Work order:
Copy exactly the lines from the first line of the records below through the line containing "[locate] white cloud (one point per instance)", including both, and nothing else.

Supplied entries:

━━━━━━

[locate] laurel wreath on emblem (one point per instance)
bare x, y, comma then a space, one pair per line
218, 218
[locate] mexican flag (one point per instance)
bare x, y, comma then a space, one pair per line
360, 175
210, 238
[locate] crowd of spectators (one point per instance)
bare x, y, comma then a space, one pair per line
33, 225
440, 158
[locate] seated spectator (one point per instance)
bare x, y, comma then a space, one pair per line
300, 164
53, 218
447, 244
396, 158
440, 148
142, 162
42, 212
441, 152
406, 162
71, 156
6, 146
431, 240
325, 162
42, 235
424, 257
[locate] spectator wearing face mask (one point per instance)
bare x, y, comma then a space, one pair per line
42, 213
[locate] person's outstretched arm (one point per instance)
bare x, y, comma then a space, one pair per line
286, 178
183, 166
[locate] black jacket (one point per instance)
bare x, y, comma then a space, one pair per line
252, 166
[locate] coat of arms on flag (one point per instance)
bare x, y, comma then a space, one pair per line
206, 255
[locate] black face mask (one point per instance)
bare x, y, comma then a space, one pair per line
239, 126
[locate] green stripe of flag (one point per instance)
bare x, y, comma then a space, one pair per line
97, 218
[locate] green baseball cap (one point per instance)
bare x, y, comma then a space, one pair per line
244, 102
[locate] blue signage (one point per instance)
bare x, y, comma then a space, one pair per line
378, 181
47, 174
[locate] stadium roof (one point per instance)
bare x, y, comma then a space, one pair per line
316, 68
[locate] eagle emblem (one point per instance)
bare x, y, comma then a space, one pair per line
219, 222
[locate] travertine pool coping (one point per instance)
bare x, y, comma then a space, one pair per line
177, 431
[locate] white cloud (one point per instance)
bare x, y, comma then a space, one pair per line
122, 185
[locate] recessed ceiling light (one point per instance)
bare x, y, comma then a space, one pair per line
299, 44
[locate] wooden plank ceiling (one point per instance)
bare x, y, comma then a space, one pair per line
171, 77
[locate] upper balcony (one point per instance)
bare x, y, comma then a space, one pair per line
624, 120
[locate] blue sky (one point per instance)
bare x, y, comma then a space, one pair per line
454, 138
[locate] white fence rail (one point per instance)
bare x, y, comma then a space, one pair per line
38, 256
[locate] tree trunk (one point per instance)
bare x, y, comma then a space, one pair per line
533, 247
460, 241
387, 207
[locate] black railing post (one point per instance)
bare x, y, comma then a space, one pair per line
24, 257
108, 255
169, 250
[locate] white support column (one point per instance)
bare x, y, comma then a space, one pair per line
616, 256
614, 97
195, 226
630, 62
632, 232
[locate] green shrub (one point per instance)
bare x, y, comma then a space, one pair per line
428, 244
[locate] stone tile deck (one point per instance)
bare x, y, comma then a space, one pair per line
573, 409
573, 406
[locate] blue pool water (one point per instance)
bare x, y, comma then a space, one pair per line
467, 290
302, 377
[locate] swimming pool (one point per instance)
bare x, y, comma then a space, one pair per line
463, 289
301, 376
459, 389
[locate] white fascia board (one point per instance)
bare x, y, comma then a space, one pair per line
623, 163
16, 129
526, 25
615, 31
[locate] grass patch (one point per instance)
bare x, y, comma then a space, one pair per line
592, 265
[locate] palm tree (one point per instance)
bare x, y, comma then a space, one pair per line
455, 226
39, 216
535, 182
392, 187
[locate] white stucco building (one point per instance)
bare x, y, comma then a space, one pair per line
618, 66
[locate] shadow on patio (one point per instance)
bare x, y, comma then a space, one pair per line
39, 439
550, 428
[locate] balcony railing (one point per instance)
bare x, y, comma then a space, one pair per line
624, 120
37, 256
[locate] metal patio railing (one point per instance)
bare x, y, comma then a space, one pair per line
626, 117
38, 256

━━━━━━

Result of this exercise:
[locate] laurel wreath on emblem (one point per instance)
bare x, y, comma then a space, one pair per line
218, 218
[locate] mexican flag (one point per instance)
bare x, y, comma then a space, one pair per line
360, 175
210, 238
[locate] crowd of spectators (one point per instance)
bare x, y, comma then a space, one pair per line
33, 225
440, 158
[locate] seated spectator (one point per instance)
bare x, y, comma then a space, one pair per line
300, 164
53, 218
447, 244
396, 158
440, 148
142, 162
42, 212
441, 152
406, 162
71, 156
6, 146
431, 240
325, 162
42, 235
424, 257
[locate] spectator wearing face mask (one point per instance)
bare x, y, comma then a space, one pair per line
42, 213
[locate] person's outstretched arm (one point per instance)
bare x, y, comma then a space, one pair per line
286, 178
183, 166
[locate] black jacket (one point per instance)
bare x, y, comma then a space, one pair per line
252, 166
[locate] coat of arms on flag (one point per instance)
bare x, y, comma then a space, one pair per line
206, 255
[locate] black face mask (one point per instance)
bare x, y, comma then a space, one pair per line
239, 126
[locate] green stripe of flag (one point per instance)
bare x, y, comma then a space, one pair per line
97, 218
[locate] green baseball cap (one point per instance)
bare x, y, comma then a space, one pair per line
244, 102
[locate] blue signage (one point per instance)
bare x, y, comma then a space, one pair per line
378, 181
47, 174
[locate] stadium roof (one point per instance)
bare x, y, comma then a space, one pair per line
316, 68
[locate] eagle emblem (one point per instance)
bare x, y, comma then a space, one pair per line
219, 222
[locate] travertine pool coping (one point per instance)
bare x, y, comma then a space, one pair per line
177, 431
[locate] white cloud (one point per instance)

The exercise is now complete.